## 요청 사항:
아래 항목에서 "guitar"라는 단어가 들어 있는 줄을 모두 뽑아 주세요. 대소문자는 구별한다.

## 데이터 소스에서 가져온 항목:
++++++++++

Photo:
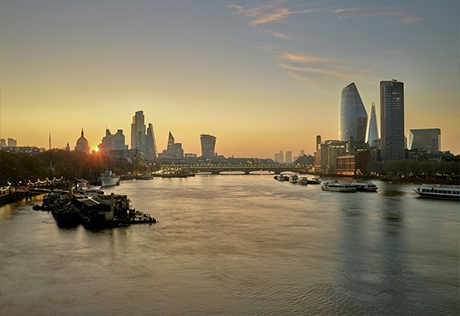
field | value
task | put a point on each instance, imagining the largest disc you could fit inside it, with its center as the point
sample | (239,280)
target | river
(239,245)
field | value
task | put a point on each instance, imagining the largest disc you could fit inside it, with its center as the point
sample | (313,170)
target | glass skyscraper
(353,116)
(208,146)
(392,119)
(372,131)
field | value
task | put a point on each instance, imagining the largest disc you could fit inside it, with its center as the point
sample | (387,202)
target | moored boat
(281,177)
(436,191)
(337,186)
(303,181)
(365,186)
(293,179)
(314,181)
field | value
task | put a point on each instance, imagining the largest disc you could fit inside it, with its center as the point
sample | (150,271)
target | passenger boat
(436,191)
(365,186)
(293,179)
(337,186)
(108,179)
(314,181)
(281,177)
(303,181)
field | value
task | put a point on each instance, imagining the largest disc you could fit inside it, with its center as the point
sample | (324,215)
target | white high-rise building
(372,130)
(353,115)
(143,140)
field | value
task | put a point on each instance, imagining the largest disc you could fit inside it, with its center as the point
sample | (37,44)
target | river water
(239,245)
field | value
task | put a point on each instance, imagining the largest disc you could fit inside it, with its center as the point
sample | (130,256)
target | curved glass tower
(353,116)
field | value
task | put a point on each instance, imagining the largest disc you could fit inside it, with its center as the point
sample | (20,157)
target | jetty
(93,210)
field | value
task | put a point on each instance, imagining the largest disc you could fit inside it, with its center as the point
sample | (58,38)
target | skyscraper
(353,116)
(138,132)
(151,147)
(142,141)
(111,142)
(392,119)
(428,140)
(208,146)
(372,131)
(173,151)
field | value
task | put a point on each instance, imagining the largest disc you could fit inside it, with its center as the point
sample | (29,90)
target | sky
(262,76)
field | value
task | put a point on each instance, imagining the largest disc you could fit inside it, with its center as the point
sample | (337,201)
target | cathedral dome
(82,143)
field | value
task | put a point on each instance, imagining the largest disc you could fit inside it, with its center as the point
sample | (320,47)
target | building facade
(279,157)
(173,151)
(12,142)
(353,115)
(142,138)
(82,143)
(208,146)
(111,142)
(428,140)
(392,120)
(372,130)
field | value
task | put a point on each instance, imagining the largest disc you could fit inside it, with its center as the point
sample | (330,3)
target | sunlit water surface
(239,245)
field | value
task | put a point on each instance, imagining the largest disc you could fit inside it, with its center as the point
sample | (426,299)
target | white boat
(281,177)
(365,186)
(109,179)
(293,179)
(436,191)
(303,181)
(337,186)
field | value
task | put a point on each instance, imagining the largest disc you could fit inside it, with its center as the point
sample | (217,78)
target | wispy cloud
(300,58)
(404,17)
(278,11)
(266,13)
(280,35)
(307,66)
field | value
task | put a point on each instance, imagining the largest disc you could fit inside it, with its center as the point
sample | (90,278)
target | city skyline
(191,87)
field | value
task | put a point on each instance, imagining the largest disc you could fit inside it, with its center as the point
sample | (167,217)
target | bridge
(247,169)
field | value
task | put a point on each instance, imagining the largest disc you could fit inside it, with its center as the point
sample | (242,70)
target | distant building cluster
(174,150)
(142,139)
(143,144)
(208,146)
(11,145)
(357,152)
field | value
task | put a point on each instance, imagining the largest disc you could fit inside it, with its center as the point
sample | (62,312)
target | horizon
(261,76)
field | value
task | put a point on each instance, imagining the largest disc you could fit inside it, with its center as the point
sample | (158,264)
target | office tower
(111,142)
(318,142)
(208,146)
(372,131)
(428,140)
(392,119)
(174,150)
(82,143)
(12,142)
(151,148)
(142,139)
(353,116)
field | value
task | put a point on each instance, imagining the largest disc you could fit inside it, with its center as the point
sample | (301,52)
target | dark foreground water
(239,245)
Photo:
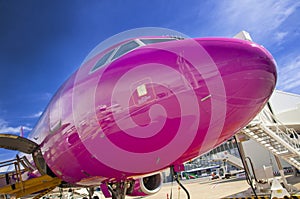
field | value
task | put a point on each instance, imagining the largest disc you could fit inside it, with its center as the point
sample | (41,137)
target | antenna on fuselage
(244,35)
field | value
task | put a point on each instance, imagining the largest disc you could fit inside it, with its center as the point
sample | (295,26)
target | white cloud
(263,19)
(36,115)
(5,128)
(289,74)
(279,36)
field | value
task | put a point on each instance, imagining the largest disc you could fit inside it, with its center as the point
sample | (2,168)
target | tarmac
(204,188)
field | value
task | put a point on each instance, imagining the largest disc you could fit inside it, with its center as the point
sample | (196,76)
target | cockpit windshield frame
(125,48)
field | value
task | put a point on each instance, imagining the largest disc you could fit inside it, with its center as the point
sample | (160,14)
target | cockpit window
(153,41)
(125,48)
(103,60)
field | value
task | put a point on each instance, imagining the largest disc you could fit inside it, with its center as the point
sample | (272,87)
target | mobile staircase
(225,156)
(18,177)
(282,141)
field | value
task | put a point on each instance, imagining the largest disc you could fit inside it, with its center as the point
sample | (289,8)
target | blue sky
(43,42)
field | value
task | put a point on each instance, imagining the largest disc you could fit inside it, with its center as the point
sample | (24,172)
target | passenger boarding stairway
(16,183)
(282,141)
(227,157)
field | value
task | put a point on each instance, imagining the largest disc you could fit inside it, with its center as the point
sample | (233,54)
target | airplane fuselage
(155,106)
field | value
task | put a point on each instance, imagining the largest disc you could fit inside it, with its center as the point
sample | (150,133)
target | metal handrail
(285,135)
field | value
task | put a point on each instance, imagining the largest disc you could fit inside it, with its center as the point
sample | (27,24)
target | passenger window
(125,48)
(103,60)
(153,41)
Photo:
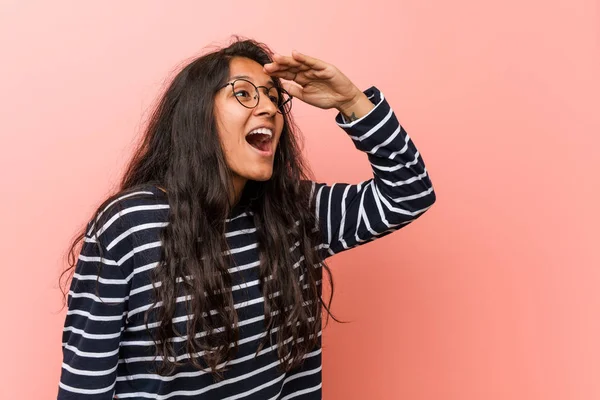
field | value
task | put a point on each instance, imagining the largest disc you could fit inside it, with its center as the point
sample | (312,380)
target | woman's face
(249,153)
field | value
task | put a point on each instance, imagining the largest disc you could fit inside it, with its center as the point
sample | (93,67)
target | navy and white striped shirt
(107,350)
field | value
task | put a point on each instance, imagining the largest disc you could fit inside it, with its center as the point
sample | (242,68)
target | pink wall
(492,295)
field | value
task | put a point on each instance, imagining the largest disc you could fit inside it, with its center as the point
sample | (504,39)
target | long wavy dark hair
(181,153)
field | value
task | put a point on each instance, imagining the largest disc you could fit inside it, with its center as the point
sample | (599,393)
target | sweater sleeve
(398,193)
(97,308)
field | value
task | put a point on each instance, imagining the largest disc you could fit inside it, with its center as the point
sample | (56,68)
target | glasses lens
(285,102)
(245,93)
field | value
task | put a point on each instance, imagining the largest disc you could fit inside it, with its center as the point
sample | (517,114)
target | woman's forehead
(245,68)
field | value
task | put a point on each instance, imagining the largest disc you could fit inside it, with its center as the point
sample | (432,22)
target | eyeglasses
(247,94)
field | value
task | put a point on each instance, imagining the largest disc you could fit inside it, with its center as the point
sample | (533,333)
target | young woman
(201,278)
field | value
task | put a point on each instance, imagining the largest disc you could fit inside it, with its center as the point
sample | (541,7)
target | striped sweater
(107,350)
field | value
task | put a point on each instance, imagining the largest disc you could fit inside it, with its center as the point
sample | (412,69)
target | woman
(201,278)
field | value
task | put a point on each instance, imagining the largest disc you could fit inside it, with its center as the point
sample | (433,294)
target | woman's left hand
(318,83)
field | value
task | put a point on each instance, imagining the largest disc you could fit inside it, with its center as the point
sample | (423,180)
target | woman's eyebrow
(270,82)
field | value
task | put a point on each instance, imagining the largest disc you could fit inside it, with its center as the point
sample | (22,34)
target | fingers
(312,62)
(293,89)
(297,63)
(289,75)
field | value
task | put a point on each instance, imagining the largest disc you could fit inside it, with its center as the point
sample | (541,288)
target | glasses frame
(279,108)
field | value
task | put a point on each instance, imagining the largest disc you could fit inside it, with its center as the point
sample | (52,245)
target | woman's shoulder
(129,210)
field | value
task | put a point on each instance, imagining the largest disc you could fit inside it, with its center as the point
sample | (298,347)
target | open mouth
(260,139)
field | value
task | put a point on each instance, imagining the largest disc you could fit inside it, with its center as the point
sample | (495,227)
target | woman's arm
(398,193)
(400,190)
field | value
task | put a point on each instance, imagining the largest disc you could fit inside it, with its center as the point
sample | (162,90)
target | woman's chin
(260,176)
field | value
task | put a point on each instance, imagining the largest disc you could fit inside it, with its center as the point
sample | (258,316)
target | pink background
(494,294)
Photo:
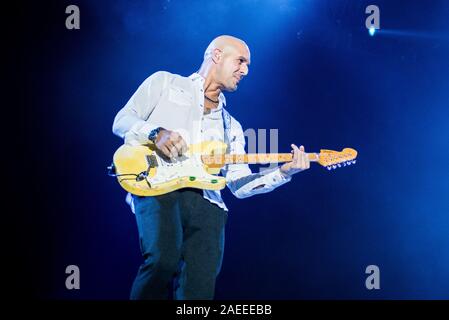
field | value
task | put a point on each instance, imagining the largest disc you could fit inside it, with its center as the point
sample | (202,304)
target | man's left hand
(299,163)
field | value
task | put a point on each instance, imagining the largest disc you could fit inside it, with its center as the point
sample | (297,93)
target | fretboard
(254,158)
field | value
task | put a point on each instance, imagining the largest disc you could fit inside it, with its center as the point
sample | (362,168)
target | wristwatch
(153,134)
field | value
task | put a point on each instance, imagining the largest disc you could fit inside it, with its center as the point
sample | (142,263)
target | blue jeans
(182,241)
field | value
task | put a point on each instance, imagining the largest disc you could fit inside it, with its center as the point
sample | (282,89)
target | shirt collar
(197,77)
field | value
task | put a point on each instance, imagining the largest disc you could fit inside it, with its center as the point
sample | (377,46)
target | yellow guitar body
(143,171)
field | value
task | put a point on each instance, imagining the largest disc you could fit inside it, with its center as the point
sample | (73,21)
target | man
(182,233)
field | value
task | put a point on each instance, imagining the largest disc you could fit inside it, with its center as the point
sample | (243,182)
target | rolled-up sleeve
(130,122)
(239,178)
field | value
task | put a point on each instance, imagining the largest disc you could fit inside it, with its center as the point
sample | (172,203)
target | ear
(217,55)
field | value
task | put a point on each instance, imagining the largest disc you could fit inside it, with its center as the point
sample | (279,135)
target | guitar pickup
(151,161)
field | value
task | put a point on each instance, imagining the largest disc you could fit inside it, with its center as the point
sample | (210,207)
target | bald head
(225,43)
(228,59)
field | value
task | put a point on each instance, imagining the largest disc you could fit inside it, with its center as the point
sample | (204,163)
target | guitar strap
(227,129)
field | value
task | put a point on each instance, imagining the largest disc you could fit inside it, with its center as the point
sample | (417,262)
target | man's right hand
(170,143)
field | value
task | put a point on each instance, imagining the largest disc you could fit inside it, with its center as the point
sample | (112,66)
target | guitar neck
(254,158)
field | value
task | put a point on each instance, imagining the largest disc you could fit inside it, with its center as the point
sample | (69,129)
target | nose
(244,69)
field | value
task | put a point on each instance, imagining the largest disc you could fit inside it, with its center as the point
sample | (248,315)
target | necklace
(210,99)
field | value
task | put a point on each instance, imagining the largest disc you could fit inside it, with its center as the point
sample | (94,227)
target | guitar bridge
(151,161)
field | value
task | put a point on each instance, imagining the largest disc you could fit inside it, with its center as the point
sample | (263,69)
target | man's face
(232,66)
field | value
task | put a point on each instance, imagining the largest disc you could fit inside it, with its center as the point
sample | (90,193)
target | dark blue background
(316,75)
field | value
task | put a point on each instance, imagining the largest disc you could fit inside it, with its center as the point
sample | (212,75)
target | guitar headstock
(335,159)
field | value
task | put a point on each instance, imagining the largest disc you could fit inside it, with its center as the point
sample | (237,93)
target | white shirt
(177,103)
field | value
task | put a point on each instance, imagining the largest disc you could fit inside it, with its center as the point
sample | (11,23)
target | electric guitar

++++++++++

## 작업 결과:
target | yellow guitar body
target | guitar pickup
target | guitar strap
target | guitar neck
target | guitar bridge
target | guitar headstock
target | electric guitar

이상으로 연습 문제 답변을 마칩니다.